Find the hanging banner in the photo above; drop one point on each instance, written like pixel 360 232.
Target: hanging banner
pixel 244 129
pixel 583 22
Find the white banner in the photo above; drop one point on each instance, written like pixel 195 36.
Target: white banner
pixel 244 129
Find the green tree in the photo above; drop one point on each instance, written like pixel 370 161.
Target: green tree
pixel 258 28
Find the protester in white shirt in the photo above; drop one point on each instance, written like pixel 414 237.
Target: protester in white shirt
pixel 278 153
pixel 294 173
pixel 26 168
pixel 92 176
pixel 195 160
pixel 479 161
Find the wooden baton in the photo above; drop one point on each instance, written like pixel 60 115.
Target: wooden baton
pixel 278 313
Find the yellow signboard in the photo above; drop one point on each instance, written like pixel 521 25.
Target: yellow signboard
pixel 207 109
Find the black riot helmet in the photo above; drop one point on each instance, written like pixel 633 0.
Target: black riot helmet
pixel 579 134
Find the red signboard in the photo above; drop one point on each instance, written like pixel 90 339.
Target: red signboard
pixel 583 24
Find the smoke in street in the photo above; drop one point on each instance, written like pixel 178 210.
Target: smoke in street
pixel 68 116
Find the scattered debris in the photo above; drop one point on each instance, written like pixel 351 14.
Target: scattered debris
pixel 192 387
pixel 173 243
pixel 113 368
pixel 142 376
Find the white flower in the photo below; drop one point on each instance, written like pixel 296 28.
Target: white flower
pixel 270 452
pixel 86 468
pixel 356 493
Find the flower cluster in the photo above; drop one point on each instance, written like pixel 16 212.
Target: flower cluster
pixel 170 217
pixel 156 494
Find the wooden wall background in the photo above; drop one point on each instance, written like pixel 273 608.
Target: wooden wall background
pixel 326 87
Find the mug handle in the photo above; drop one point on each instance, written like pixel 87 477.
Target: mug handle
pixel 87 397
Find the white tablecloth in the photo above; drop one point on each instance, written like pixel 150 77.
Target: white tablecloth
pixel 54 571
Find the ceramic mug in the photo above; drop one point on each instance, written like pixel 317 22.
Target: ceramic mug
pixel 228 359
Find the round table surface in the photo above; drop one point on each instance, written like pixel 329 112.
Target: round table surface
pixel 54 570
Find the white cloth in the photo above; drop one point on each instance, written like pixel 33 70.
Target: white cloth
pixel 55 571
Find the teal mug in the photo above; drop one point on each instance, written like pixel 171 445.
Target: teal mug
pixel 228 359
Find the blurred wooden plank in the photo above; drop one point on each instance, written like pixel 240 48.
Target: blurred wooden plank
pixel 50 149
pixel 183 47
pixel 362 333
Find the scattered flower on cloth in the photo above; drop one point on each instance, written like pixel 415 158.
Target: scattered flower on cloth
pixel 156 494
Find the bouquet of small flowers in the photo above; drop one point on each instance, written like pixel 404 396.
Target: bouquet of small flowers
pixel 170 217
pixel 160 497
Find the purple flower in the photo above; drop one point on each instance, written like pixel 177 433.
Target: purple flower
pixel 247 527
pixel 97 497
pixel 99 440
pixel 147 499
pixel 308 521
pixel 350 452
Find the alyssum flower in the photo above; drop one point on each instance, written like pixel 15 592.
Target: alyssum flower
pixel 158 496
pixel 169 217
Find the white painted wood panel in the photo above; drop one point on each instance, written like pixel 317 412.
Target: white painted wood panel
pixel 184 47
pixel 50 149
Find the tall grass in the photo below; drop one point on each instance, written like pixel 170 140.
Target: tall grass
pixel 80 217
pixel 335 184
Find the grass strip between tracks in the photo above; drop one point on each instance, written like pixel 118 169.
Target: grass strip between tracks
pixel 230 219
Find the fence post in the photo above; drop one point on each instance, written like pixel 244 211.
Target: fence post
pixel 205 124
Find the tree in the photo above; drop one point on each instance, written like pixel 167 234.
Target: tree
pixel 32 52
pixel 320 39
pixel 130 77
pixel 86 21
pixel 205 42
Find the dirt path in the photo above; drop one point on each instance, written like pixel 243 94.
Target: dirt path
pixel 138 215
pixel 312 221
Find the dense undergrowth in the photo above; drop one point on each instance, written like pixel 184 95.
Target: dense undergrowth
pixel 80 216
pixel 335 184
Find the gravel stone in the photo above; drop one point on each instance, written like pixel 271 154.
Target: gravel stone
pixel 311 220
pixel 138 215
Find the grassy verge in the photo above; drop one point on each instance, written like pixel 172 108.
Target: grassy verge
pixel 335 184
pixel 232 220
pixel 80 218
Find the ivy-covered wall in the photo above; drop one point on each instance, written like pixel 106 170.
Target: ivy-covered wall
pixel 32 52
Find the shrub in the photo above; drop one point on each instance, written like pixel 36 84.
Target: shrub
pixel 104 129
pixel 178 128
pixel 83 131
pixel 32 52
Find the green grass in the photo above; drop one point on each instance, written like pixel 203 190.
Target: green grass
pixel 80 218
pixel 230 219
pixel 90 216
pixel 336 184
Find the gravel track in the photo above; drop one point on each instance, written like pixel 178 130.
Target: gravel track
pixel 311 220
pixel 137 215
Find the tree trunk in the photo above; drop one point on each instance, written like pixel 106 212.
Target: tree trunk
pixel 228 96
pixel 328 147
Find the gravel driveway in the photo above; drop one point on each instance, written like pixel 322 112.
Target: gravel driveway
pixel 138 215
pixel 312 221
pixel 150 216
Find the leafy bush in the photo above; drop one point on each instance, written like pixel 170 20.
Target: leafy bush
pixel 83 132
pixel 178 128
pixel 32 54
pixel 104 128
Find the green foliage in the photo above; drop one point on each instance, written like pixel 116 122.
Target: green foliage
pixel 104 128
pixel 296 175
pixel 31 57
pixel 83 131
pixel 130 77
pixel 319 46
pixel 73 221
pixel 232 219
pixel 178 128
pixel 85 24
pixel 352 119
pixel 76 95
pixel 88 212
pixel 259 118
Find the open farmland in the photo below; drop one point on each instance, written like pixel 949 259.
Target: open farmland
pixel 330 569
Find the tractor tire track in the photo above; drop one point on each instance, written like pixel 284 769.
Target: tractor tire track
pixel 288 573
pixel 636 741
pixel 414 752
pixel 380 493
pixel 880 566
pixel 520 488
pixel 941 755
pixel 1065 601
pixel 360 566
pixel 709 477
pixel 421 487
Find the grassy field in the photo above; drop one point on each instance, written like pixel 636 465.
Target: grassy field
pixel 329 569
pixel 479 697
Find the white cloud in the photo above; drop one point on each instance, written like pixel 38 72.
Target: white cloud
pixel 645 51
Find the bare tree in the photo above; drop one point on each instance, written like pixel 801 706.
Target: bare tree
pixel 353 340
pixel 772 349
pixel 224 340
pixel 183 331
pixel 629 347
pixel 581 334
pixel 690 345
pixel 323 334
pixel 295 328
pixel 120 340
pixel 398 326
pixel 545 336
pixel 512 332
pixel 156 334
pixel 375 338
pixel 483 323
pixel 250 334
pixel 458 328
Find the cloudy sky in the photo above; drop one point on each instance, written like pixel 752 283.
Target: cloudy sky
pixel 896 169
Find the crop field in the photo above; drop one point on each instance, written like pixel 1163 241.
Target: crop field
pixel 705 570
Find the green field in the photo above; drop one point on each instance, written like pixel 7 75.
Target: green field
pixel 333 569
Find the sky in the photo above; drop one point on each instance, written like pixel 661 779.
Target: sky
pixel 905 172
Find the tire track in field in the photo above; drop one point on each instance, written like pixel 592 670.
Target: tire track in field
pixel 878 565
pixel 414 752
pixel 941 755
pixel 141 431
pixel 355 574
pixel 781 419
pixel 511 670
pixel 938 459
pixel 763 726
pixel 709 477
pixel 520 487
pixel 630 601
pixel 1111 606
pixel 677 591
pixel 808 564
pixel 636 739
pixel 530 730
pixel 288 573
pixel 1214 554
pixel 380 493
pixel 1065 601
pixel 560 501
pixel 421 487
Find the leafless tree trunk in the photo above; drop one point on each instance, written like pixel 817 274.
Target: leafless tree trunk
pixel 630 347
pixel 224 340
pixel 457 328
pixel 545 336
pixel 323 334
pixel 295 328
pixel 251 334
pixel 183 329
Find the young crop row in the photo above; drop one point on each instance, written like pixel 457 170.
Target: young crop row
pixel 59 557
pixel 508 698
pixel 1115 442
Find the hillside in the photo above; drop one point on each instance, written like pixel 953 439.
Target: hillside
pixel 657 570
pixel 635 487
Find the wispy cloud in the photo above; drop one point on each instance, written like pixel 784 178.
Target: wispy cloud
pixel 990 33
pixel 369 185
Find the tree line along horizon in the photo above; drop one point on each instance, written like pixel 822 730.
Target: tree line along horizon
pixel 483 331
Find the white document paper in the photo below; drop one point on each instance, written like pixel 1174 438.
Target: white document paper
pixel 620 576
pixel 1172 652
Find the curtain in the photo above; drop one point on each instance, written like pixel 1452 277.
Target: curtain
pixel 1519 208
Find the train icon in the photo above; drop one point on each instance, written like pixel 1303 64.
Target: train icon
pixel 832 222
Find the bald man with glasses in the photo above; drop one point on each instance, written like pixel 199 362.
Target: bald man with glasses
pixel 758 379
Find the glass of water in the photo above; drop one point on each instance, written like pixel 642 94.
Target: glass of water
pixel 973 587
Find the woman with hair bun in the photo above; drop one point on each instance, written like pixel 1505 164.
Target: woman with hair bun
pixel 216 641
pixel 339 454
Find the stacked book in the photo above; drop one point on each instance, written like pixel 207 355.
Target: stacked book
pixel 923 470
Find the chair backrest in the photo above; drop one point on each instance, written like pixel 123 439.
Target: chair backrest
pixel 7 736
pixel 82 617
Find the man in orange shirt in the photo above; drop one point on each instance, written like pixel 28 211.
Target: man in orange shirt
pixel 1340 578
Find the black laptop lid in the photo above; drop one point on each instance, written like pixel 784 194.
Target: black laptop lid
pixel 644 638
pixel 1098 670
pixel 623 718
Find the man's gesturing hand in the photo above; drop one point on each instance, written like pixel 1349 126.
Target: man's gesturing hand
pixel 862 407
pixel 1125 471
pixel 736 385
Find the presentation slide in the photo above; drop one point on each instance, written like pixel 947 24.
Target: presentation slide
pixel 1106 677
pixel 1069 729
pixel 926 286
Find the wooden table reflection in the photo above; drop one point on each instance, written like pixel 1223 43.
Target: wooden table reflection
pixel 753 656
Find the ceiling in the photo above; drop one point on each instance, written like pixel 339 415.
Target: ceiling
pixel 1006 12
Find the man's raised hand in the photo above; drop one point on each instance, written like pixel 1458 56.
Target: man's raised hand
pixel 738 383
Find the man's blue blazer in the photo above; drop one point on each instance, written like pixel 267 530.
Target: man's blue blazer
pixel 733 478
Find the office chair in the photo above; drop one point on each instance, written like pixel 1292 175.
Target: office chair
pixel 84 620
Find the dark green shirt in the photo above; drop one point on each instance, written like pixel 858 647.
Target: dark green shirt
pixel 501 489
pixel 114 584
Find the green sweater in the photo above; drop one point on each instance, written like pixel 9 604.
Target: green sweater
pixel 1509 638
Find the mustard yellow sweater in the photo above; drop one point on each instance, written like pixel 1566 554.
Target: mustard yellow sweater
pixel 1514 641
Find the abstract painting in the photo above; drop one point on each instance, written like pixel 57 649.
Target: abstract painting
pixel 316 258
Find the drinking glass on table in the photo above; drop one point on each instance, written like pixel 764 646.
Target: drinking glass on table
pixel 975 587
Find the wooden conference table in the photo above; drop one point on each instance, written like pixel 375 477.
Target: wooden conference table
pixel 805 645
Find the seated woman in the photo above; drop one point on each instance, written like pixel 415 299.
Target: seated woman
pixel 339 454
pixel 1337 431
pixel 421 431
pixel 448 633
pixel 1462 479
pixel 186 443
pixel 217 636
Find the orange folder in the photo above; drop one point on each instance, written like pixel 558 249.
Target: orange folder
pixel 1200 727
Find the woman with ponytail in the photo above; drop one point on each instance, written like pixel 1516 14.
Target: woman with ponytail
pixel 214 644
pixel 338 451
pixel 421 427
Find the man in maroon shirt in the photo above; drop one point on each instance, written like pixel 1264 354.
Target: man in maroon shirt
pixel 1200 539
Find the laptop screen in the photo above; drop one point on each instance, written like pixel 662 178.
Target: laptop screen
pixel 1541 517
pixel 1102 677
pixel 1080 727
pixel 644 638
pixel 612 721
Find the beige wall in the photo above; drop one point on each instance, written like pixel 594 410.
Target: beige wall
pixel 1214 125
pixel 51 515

**What you have to do:** Find where the line with "Find the green sweater" sits in the material above, then copy exactly from it through the line with "Find the mustard". Add no other line.

**Result:**
Find the green sweater in the photo above; drop one point on each instance, written like pixel 9 604.
Target: green sweater
pixel 1509 638
Find the mustard yellow sweater in the photo above; drop one point on each instance, written like pixel 1566 554.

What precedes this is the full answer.